> Brano proposto:

•••••

LOTTA AI CAMBIAMENTI CLIMATICI: RIDURRE I GAS SERRA DELL'1,5 PER CENTO ALL'ANNO IN SVIZZERA

In Svizzera le conseguenze dei cambiamenti climatici non sono solo ecologiche ma anche economiche. Lo confermano due studi commissionati dall’Ufficio federale dell’ambiente (UFAM), secondo i quali le variazioni previste (ritiro dei ghiacciai, cambiamento del volume delle precipitazioni, innalzamento del limite delle nevi) influiranno soprattutto sul turismo invernale e sulla produzione di energia idroelettrica. Gli eventi meteorologici estremi legati ai cambiamenti climatici (come piene, frane e ondate di calore), si ripercuoteranno invece in particolare sulla salute della popolazione, sulle costruzioni e sulle infrastrutture.
Se, come previsto dagli attuali studi, la temperatura globale salirà di 3 gradi Celsius, si avranno delle perdite di benessere molto consistenti (1 miliardo di franchi, ovvero 0,15% del PIL nel 2050), che si moltiplicheranno poi rapidamente nella seconda metà del secolo (0,48% del PIL nel 2100). A partire da questo livello di temperatura, per ogni grado di riscaldamento si prevedono in Svizzera ulteriori perdite di benessere comprese tra circa 0,6 miliardi e 1 miliardo di franchi all’anno. Tuttavia, se verranno attuate le necessarie misure di adattamento, un aumento della temperatura globale inferiore ai 2 gradi Celsius comporterà per la Svizzera costi diretti relativamente contenuti e produrrà, entro il 2050, perdite di benessere pari a 500 milioni di franchi. Un tale scenario termico rende tuttavia necessaria una forte riduzione delle emissioni a livello mondiale, che deve essere armonizzata tra i diversi Paesi.

•••••

> Esercizi da svolgere:
[A] Nel brano sui cambiamenti climatici in Svizzera, quale ente ha commissionato i due studi citati?
[B] Elenca tutte le variazioni previste che il brano sui cambiamenti climatici in Svizzera riporta tra parentesi.
[C] Traduci in inglese questa frase del brano proposto: "In Svizzera le conseguenze dei cambiamenti climatici non sono solo ecologiche ma anche economiche."
Le voci che seguono non hanno alcuna relazione con il brano proposto.

•••••

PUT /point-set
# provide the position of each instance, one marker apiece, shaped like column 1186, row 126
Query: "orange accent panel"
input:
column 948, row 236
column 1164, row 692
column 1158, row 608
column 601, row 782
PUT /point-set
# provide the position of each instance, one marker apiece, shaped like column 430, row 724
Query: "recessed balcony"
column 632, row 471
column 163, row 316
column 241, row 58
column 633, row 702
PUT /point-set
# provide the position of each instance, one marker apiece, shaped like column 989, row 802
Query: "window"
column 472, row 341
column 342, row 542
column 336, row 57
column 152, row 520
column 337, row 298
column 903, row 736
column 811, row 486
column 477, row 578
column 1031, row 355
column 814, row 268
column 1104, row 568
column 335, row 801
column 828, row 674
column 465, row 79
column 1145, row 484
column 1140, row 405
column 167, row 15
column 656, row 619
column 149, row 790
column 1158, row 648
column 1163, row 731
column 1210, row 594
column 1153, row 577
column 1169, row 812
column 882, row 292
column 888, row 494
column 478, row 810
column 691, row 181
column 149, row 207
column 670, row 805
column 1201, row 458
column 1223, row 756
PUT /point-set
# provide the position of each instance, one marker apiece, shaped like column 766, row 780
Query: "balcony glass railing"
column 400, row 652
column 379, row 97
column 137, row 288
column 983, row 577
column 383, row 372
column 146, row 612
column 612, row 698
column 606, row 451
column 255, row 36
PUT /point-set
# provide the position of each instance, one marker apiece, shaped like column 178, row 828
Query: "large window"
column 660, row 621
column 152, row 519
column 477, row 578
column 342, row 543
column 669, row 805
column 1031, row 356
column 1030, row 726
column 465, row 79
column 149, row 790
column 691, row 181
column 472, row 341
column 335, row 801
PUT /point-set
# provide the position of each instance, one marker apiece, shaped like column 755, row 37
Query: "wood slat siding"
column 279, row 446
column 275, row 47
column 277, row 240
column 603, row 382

•••••

> Soluzioni degli esercizi:
[A] L'Ufficio federale dell'ambiente (UFAM).

[B]
- ritiro dei ghiacciai
- cambiamento del volume delle precipitazioni
- innalzamento del limite delle nevi

[C] In Switzerland, the consequences of climate change are not only ecological but also economic.